WRITTEN PROBLEM: Copy the stretch from the line containing "Which part of this drawing shows the cypress" through the end of the entries, swapping "cypress tree" for "juniper" and leaving everything else as it is.

[Stored items]
--------------------------------

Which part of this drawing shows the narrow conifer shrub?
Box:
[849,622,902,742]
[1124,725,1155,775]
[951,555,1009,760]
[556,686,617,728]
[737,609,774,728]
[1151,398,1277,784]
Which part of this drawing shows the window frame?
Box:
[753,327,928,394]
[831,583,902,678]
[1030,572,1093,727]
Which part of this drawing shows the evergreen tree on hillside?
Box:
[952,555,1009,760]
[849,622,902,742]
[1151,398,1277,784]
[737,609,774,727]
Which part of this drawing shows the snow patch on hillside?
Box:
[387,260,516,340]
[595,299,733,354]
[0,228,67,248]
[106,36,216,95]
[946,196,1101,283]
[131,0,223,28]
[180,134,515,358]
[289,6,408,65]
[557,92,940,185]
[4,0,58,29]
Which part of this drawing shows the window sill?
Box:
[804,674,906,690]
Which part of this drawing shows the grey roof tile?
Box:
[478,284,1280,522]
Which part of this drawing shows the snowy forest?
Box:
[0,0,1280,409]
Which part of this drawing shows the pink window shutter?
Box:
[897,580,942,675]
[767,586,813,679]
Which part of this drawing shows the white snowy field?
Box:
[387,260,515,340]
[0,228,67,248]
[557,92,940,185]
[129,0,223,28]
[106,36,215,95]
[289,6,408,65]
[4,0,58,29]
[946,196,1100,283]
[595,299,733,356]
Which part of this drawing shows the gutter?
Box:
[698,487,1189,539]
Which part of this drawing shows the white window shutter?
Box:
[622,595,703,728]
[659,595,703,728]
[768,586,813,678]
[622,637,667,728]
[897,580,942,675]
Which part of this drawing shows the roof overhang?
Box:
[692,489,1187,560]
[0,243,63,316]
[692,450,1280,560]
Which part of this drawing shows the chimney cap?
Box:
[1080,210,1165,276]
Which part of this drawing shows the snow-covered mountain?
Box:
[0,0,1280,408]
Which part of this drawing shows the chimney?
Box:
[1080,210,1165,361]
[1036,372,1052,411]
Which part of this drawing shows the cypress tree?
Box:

--------------------------------

COMPLETE ANSWER:
Which part of this drawing shows the juniper?
Box:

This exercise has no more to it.